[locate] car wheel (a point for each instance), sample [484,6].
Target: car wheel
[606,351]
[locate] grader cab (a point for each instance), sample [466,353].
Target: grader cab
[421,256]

::::

■ Exercise: Copy each of the entries above word for word, keeping every line in its original order.

■ Output for this exercise:
[locate] car wheel (a point for each instance), sample [484,6].
Target: car wheel
[606,351]
[locate] grader cab (a point for each instance), sample [466,353].
Target: grader cab
[421,256]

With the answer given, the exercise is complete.